**Records provided**
• • •
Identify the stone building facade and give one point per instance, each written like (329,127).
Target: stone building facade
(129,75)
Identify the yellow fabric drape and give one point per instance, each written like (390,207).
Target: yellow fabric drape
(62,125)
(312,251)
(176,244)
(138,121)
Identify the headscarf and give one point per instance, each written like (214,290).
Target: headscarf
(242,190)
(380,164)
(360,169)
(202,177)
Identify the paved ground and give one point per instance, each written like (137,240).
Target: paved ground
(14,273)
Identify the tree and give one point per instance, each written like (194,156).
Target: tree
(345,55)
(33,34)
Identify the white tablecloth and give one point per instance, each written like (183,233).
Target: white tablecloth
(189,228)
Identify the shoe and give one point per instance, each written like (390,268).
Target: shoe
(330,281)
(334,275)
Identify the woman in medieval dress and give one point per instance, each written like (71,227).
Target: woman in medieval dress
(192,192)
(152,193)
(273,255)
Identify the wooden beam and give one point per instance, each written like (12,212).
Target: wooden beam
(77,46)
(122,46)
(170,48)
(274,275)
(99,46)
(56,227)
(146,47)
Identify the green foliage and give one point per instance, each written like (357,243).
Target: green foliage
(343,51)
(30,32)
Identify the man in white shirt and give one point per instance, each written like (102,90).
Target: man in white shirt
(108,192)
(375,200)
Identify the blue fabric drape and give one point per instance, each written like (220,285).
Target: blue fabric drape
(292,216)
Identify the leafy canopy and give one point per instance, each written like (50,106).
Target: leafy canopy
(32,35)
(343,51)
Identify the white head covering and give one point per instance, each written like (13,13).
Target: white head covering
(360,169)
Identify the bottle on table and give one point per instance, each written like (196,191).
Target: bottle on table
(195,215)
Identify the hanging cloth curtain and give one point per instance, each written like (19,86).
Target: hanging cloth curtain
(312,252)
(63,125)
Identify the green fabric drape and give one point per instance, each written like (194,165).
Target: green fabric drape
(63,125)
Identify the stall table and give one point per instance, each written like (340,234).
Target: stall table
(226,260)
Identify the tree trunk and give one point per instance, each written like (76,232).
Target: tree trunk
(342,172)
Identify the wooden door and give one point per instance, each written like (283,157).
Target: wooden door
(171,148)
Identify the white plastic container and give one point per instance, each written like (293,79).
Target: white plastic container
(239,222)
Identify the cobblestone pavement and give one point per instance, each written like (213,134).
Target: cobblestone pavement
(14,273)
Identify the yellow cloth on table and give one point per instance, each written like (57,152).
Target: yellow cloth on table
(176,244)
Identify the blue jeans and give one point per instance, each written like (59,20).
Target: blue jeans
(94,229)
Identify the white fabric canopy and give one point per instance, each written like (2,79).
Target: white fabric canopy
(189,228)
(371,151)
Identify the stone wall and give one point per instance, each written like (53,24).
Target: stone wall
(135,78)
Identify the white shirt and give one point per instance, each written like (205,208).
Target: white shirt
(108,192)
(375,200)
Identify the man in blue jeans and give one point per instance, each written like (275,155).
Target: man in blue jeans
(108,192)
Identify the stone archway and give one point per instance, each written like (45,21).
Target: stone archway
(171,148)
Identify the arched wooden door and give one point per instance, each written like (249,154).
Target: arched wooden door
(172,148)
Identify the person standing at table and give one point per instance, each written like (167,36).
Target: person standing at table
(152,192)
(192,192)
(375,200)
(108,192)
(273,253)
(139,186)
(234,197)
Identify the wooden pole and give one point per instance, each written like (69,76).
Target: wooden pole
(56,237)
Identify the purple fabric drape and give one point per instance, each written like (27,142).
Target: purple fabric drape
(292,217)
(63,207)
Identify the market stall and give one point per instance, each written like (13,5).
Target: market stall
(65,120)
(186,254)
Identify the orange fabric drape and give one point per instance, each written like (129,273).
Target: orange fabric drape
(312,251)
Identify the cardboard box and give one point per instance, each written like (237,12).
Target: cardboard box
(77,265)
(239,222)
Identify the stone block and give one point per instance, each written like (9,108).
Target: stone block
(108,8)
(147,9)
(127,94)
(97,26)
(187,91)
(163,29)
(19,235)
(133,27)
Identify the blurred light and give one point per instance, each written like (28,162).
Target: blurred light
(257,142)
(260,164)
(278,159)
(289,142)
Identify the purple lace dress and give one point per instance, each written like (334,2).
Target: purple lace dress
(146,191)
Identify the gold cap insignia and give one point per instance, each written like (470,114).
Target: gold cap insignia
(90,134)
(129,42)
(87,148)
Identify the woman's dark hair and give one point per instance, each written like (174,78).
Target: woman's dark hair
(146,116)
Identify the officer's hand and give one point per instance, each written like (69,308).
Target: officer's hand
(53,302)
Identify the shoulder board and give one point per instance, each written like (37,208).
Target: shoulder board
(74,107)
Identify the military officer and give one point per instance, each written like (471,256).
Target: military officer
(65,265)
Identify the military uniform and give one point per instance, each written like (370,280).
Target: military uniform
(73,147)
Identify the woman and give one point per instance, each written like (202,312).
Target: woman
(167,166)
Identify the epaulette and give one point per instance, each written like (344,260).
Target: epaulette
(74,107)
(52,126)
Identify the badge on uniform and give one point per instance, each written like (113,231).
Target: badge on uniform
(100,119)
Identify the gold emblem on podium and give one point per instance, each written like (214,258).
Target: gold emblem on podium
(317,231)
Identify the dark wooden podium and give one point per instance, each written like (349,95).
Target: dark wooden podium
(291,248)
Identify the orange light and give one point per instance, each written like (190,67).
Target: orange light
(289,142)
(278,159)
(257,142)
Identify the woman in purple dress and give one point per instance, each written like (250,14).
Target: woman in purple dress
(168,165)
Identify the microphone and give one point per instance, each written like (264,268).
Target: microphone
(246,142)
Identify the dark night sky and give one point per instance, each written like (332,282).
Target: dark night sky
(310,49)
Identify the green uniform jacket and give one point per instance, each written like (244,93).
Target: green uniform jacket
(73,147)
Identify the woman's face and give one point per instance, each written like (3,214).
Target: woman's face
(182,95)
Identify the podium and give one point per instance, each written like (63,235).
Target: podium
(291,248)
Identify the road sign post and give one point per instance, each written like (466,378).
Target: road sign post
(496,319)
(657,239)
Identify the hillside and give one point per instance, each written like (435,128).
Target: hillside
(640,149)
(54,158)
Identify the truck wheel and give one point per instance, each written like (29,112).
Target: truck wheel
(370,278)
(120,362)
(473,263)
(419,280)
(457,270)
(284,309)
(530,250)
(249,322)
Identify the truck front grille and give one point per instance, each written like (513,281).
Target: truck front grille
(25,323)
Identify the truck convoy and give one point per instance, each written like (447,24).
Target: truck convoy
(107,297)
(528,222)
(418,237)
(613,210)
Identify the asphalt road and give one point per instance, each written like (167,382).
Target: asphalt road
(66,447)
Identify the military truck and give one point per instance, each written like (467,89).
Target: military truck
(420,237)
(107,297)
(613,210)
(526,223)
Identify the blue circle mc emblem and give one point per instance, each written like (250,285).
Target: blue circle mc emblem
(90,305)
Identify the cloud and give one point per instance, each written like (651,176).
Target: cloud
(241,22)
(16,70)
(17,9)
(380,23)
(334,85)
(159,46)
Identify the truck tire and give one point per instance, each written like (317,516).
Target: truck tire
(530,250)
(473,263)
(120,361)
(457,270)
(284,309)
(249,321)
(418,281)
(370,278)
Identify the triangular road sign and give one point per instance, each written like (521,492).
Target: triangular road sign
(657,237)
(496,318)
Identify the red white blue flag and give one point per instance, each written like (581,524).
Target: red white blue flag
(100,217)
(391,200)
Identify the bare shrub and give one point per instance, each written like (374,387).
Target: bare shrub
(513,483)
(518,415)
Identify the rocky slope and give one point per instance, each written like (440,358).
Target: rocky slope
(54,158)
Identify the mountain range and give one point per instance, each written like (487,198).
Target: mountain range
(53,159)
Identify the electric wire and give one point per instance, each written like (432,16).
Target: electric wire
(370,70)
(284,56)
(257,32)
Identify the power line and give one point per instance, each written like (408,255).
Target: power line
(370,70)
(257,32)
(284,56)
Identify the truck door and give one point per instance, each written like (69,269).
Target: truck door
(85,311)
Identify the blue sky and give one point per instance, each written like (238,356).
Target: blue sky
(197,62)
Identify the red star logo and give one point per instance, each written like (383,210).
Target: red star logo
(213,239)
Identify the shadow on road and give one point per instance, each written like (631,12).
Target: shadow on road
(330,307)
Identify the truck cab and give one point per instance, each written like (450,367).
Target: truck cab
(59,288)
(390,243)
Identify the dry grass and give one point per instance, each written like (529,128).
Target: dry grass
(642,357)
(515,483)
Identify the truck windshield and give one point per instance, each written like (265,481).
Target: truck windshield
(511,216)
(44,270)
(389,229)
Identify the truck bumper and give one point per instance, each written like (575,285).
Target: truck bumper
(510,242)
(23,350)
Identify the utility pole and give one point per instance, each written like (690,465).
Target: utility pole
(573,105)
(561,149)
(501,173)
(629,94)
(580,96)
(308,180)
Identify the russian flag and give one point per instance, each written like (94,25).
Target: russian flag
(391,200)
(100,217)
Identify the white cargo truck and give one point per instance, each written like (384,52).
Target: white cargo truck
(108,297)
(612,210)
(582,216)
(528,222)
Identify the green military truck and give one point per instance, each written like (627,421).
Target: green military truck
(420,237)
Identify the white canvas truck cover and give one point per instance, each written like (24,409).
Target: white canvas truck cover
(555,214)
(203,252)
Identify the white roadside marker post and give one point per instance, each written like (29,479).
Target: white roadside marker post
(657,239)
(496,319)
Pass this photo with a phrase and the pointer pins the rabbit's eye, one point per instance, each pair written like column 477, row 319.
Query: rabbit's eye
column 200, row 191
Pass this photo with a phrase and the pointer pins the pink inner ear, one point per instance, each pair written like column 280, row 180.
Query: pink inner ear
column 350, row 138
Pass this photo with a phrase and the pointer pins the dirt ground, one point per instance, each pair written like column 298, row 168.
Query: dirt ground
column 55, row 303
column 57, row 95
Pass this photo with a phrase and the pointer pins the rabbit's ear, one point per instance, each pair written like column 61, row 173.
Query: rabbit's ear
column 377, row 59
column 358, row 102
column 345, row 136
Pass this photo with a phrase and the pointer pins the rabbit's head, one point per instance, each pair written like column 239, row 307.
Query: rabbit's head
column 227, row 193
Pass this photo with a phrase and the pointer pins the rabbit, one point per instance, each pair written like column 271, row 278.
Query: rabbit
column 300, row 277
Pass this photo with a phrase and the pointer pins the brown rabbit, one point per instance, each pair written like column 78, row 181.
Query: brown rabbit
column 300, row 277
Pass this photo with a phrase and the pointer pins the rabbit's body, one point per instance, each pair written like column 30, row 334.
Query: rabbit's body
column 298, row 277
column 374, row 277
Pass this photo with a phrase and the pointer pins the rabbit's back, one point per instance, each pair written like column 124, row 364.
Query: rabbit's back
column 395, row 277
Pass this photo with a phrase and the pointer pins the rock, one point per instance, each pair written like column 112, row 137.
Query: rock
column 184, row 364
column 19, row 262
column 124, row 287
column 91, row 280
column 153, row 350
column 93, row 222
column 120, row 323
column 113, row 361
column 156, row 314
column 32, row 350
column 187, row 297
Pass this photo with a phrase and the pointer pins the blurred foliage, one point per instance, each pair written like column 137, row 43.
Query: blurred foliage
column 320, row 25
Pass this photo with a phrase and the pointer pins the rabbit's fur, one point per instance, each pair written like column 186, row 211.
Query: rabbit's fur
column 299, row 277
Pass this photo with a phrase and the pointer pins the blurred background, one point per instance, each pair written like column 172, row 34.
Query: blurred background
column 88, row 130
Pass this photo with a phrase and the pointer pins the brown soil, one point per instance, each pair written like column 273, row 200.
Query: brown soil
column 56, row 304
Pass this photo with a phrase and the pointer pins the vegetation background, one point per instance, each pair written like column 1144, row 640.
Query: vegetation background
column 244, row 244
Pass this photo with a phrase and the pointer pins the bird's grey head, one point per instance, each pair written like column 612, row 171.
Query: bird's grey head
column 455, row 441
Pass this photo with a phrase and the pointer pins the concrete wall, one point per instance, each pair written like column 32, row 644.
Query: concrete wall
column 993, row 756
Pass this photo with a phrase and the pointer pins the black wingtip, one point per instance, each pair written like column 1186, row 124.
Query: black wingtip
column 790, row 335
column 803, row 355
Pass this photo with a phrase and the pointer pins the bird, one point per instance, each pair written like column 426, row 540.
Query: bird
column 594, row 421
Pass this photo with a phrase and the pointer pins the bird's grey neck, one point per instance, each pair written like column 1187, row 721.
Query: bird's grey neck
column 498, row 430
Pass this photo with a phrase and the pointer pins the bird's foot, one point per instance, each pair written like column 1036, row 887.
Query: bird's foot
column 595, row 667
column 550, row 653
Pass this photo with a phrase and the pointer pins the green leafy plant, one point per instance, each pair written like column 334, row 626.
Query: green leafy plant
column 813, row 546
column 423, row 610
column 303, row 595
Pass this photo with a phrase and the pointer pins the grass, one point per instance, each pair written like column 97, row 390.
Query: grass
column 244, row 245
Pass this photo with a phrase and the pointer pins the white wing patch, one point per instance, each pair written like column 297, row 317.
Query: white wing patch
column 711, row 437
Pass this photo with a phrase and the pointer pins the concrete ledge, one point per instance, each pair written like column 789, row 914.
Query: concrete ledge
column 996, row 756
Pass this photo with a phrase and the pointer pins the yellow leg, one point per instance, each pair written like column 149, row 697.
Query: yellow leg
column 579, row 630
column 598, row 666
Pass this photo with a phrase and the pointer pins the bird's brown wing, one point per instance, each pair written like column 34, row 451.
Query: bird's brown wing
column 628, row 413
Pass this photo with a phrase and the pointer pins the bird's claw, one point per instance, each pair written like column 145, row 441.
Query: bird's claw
• • •
**The task**
Copy out every line from the one containing "149, row 697." to the end of the material, both ends included.

**Expected answer**
Pass this photo with a phrase and the pointer pins the yellow leg, one point per instance, each pair written like column 149, row 697.
Query: yellow leg
column 579, row 630
column 598, row 666
Pass this photo with a phrase and the pointer pins the bird's brown wing, one point per instance, each pair written like column 34, row 451.
Query: bird's brown wing
column 628, row 413
Pass this photo with a phrase and the pointer pins the bird's claw, one point per instance, each pair written like column 145, row 441.
Query: bird's claw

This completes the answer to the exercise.